There is no reason a civil society should have permitted a ten year old child to risk his death. None.
Am I arguing that age ought to be the factor when it comes to coasters or fun? Of course not. There are times and places and evaluations in these discussions with nuance. But since we are not talking about a fully regulated, highly engineered, safety inspected ride, that is a moot point.
The Verrückt was trial and error from the start. Breaking records for the sake of pride and risking the lives of every single person who took the chance. The design was flawed from the onset. It was exactly what its name represents: insane. It wasn’t brave to endure this water ride, it was false confidence.
Even grown adults who dared take the chance had reservations and admitted they would never do it again. And if we are to believe the rider accounts, this slide wasn’t anything but a full fledged dare devil mission.
So, why was a ten year old child permitted by this park to go on it? Why was there no legitimate check and balance? How could anyone not consider that at his age, regardless of height or weight, there was no way this boy could have made a consensual choice to say yes to the actual danger that awaited him?
Because no one gave a shit.
Because we, as a society, put our trust in these attractions as amusement. Because we believe there is no way we would be granted permission if any real danger was actually present. And we are wrong. And have learned that in the past and now the present.
Sure, we can and should stand on the principles that autonomy regulates our bodies. We can and should fight regulation that prohibits our moving freely. We can and should take risks and push the boundaries. But when it comes to our kids, we also have to realize they are entrusted to our keep.
We are the grown ups. We’re supposed to know what we’re doing.

_EXERCISES_
1) In the opinion piece on the Verrückt, what does the ride's name represent?
2) From the opinion piece on the Verrückt, write out the passage again with "water ride" swapped for "water slide". Begin at the words "The Verrückt was", and stop after "gave a shit.".

_GIVEN INFORMATION_
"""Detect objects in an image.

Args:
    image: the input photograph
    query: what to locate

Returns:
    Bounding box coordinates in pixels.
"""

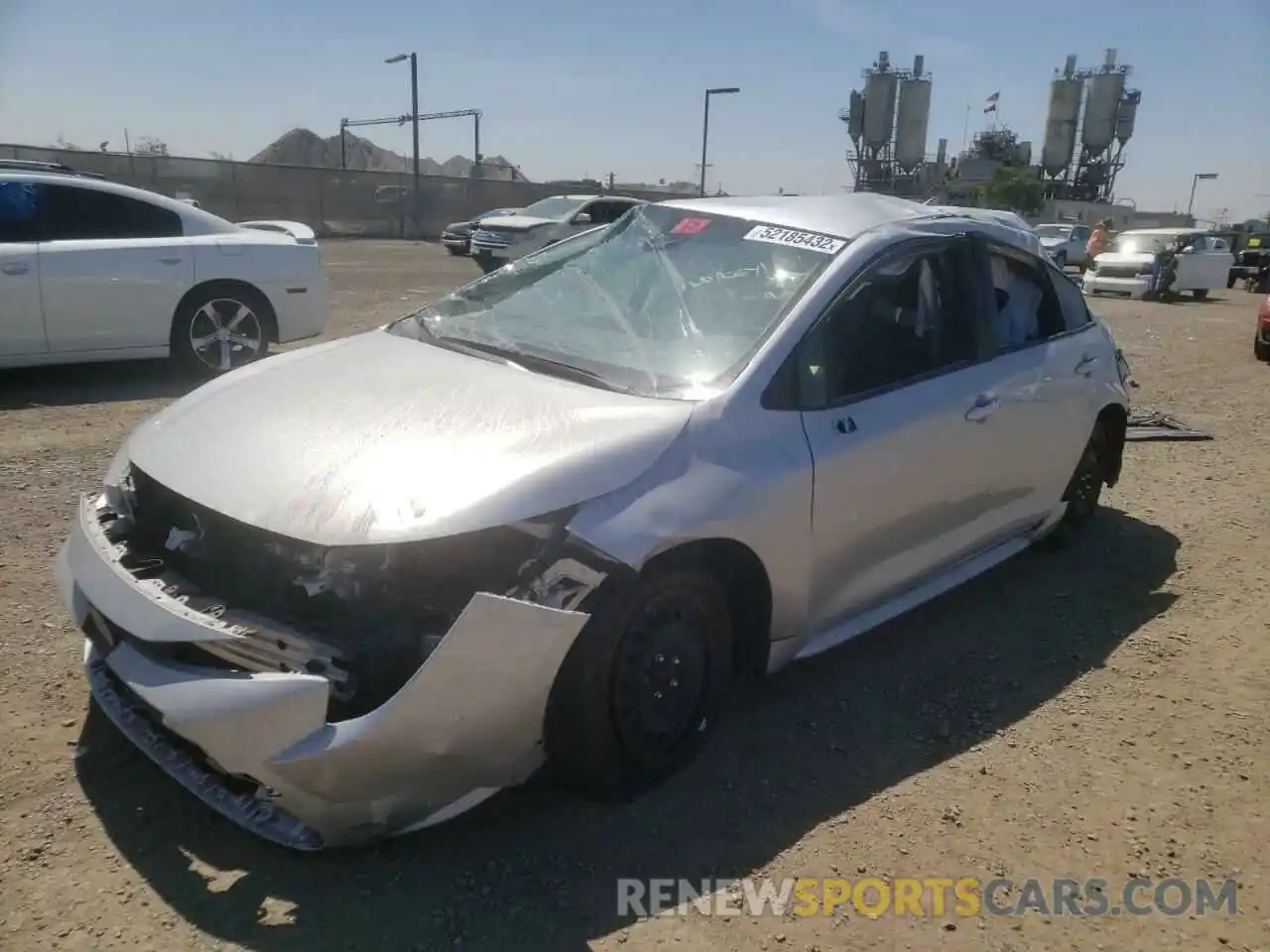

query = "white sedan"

_TASK RESPONSES_
1) Insane.

2)
The Verrückt was trial and error from the start. Breaking records for the sake of pride and risking the lives of every single person who took the chance. The design was flawed from the onset. It was exactly what its name represents: insane. It wasn’t brave to endure this water slide, it was false confidence.
Even grown adults who dared take the chance had reservations and admitted they would never do it again. And if we are to believe the rider accounts, this slide wasn’t anything but a full fledged dare devil mission.
So, why was a ten year old child permitted by this park to go on it? Why was there no legitimate check and balance? How could anyone not consider that at his age, regardless of height or weight, there was no way this boy could have made a consensual choice to say yes to the actual danger that awaited him?
Because no one gave a shit.